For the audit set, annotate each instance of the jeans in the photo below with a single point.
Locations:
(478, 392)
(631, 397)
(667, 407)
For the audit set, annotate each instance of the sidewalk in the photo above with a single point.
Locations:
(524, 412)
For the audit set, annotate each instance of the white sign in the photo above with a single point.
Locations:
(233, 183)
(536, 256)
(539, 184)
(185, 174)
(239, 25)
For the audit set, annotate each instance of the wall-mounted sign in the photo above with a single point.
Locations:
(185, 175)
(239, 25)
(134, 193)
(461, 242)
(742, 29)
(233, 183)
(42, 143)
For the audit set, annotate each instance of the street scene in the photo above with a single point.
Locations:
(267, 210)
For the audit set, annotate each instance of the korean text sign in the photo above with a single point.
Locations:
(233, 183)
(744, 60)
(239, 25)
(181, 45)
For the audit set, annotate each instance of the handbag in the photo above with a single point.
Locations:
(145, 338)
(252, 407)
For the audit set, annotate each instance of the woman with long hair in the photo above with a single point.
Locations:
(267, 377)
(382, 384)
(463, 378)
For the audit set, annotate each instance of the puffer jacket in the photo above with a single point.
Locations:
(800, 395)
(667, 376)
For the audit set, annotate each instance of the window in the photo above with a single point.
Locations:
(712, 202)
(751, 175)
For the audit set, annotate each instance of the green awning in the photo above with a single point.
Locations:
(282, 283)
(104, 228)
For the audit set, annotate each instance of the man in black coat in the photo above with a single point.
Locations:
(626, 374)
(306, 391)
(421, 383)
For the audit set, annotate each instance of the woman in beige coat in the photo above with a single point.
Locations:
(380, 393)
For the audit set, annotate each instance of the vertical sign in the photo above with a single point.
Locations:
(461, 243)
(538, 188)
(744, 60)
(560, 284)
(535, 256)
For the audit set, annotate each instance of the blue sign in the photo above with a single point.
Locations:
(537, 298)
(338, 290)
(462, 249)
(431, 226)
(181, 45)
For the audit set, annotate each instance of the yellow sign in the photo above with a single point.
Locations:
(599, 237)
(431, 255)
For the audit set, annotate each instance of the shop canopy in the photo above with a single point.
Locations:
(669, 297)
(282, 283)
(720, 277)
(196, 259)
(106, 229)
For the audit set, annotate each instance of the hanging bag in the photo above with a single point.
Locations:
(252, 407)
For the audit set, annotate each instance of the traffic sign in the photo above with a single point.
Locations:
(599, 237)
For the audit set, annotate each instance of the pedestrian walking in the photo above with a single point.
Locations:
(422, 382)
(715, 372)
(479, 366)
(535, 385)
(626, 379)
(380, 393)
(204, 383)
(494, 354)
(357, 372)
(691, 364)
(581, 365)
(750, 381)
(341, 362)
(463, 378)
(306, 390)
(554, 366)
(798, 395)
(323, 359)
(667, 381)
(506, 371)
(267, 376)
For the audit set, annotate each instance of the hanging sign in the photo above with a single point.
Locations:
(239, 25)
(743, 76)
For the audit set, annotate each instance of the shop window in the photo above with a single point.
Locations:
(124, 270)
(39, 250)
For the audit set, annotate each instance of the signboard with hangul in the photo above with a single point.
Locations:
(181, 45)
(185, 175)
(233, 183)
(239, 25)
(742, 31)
- - - - -
Challenge
Rewrite the lines above with every "audit set" changed to "review set", leaving all other text unchanged.

The completed task
For the review set, annotate each instance of the jeans in the photo below with a single point.
Locations:
(478, 392)
(631, 397)
(667, 407)
For the review set, annotate each instance of the sidewalk in the photo above with a single point.
Locations:
(524, 412)
For the review set, annotate each instance of the white sign in the photo above with a single point.
Locations:
(233, 183)
(536, 256)
(539, 184)
(185, 174)
(239, 25)
For the review set, annotate each instance of the wall-mounted sign in the photo above with a single point.
Locations:
(185, 175)
(239, 25)
(134, 193)
(461, 242)
(742, 29)
(233, 183)
(42, 143)
For the review set, annotate each instance of the street scene in the photo above with a single point.
Locations:
(267, 210)
For the review set, annotate each instance of the korean text sign in the photo above with a single point.
Locations:
(233, 183)
(744, 60)
(239, 25)
(181, 45)
For the review set, annotate each instance of the handbag in the photo above with a single point.
Locations:
(145, 338)
(252, 407)
For the review set, annotate each instance of the woman with long hair in the photo above with a single point.
Locations:
(267, 377)
(382, 384)
(463, 378)
For the review set, annotate each instance of the puffer jacket in the photo above with a single point.
Locations:
(800, 395)
(667, 376)
For the review set, annotate each instance of the window in the photo above with a single point.
Locations:
(712, 202)
(751, 175)
For the review set, annotate each instance of the green awning in the photo above with a single point.
Locations:
(282, 283)
(104, 228)
For the review set, annotate each instance of the man in black coat in the photo above with a single point.
Locations:
(626, 374)
(306, 391)
(421, 383)
For the review set, annotate each instance of the woman in beige coat in the photo above with a single point.
Locations:
(380, 393)
For the review set, annotate each instance of the vertical sign in the photo above with a single point.
Locations:
(461, 243)
(538, 188)
(744, 60)
(560, 284)
(535, 256)
For the review set, annotate each instance of the blue sign in the photo above with a single point.
Locations:
(537, 298)
(338, 290)
(462, 249)
(431, 226)
(181, 45)
For the review set, annotate each instance of the yellow sign in the photo above with a single point.
Locations:
(599, 237)
(431, 255)
For the review set, annotate each instance of the shop canopy in the photo above with a single point.
Locations:
(669, 297)
(282, 283)
(720, 277)
(196, 259)
(106, 229)
For the review set, annotate each instance of the hanging bag in the photo above with a single point.
Locations:
(252, 407)
For the review set, annotate each instance of the traffic sign in the photo above with a single point.
Locations:
(599, 237)
For the review set, annotate each instance of the pedestrian walking in the photo above with a single point.
Locations:
(422, 382)
(715, 372)
(479, 366)
(535, 385)
(626, 379)
(380, 393)
(204, 383)
(494, 354)
(357, 372)
(691, 364)
(581, 365)
(750, 381)
(341, 362)
(463, 378)
(306, 390)
(554, 366)
(798, 395)
(323, 359)
(667, 381)
(506, 371)
(267, 376)
For the review set, annotate each instance of the hanging sign in the photo above with a single point.
Locations:
(239, 25)
(743, 76)
For the review set, annotate each instance of the shop window in the photo above with a single point.
Locations:
(124, 270)
(39, 250)
For the review set, annotate each instance of the signboard with hangul in the photo above with a single point.
Locations:
(181, 45)
(185, 175)
(233, 183)
(239, 25)
(742, 31)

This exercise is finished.